Work to be completed - Print every record below exactly as written.

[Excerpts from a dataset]
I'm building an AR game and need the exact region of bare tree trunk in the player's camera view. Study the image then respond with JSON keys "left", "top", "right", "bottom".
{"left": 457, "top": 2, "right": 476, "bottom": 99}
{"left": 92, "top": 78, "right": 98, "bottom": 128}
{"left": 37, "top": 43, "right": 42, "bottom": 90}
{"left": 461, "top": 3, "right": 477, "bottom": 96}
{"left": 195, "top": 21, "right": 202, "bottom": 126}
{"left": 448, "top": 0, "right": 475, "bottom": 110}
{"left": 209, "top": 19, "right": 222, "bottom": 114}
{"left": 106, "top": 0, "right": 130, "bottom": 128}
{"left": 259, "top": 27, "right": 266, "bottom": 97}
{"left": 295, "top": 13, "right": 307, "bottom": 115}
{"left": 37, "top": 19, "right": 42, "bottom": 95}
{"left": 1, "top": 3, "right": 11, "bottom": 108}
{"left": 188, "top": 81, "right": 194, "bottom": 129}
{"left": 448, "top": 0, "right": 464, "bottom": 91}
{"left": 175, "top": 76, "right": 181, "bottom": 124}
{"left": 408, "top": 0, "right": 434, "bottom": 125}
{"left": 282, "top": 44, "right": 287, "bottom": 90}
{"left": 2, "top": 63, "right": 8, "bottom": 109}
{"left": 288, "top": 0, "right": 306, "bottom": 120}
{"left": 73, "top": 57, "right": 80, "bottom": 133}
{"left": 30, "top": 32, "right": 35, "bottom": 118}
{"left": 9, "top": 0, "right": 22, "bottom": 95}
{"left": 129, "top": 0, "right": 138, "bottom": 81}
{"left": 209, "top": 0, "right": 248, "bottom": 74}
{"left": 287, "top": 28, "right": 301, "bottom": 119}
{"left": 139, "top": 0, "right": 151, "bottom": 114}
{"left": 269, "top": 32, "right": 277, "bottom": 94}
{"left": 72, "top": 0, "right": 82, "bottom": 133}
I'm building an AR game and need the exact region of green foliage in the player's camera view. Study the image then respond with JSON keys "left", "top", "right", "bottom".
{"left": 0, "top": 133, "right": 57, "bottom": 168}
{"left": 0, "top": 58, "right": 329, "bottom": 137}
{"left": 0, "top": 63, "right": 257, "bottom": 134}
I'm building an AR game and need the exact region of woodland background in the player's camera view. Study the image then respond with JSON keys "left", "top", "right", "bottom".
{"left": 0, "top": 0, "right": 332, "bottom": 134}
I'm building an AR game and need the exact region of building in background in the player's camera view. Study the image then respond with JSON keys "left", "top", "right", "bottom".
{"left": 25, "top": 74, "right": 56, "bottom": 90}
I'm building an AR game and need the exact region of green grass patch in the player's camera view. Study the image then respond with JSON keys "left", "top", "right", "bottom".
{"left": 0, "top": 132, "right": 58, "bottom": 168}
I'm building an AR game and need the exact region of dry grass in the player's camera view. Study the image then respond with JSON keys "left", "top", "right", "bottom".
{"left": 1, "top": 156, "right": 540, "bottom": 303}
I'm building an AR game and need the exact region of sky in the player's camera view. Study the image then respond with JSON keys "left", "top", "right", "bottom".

Your response -
I'm building an AR game and need the exact region of bare tree trunk in the player's camera view. Study the image then respond with JSON keys "left", "top", "right", "bottom".
{"left": 457, "top": 2, "right": 476, "bottom": 99}
{"left": 92, "top": 78, "right": 98, "bottom": 128}
{"left": 37, "top": 43, "right": 42, "bottom": 90}
{"left": 461, "top": 3, "right": 477, "bottom": 96}
{"left": 195, "top": 21, "right": 202, "bottom": 126}
{"left": 448, "top": 0, "right": 475, "bottom": 110}
{"left": 209, "top": 19, "right": 222, "bottom": 114}
{"left": 106, "top": 0, "right": 130, "bottom": 128}
{"left": 259, "top": 27, "right": 266, "bottom": 97}
{"left": 295, "top": 13, "right": 307, "bottom": 115}
{"left": 37, "top": 19, "right": 42, "bottom": 95}
{"left": 1, "top": 3, "right": 11, "bottom": 108}
{"left": 188, "top": 81, "right": 194, "bottom": 129}
{"left": 448, "top": 0, "right": 464, "bottom": 91}
{"left": 175, "top": 76, "right": 181, "bottom": 124}
{"left": 408, "top": 0, "right": 434, "bottom": 125}
{"left": 282, "top": 44, "right": 287, "bottom": 90}
{"left": 2, "top": 63, "right": 8, "bottom": 109}
{"left": 288, "top": 0, "right": 306, "bottom": 120}
{"left": 73, "top": 57, "right": 80, "bottom": 133}
{"left": 30, "top": 32, "right": 35, "bottom": 118}
{"left": 9, "top": 0, "right": 22, "bottom": 95}
{"left": 129, "top": 0, "right": 138, "bottom": 81}
{"left": 209, "top": 0, "right": 248, "bottom": 74}
{"left": 287, "top": 28, "right": 301, "bottom": 119}
{"left": 139, "top": 0, "right": 151, "bottom": 114}
{"left": 269, "top": 32, "right": 277, "bottom": 94}
{"left": 72, "top": 0, "right": 82, "bottom": 133}
I'm building an AR game and need the exact region of green foliage in the player's camera view. Study the image then respond with JSON keys "left", "top", "right", "bottom".
{"left": 0, "top": 133, "right": 57, "bottom": 168}
{"left": 0, "top": 58, "right": 329, "bottom": 137}
{"left": 0, "top": 63, "right": 257, "bottom": 134}
I'm building an AR game and need the exact region of woodland background in the player's camera view. Study the image then respond with JSON keys "left", "top", "right", "bottom".
{"left": 0, "top": 0, "right": 332, "bottom": 134}
I'm building an AR game and need the exact region of building in background in the player's camera view. Study the image then respond with JSON keys "left", "top", "right", "bottom".
{"left": 25, "top": 74, "right": 56, "bottom": 90}
I'm building an AR game and need the exact region of green grass patch in the player's camera view. Study the image then respond with JSON keys "left", "top", "right", "bottom".
{"left": 0, "top": 132, "right": 58, "bottom": 168}
I'm building an AR game and need the exact region of dry grass in the player's camera view. Study the image then respond with JSON keys "left", "top", "right", "bottom".
{"left": 1, "top": 156, "right": 540, "bottom": 303}
I'm building an AR game and need the exact region of sky in the player's camera view. Study the image then respond with JSON keys "left", "top", "right", "bottom".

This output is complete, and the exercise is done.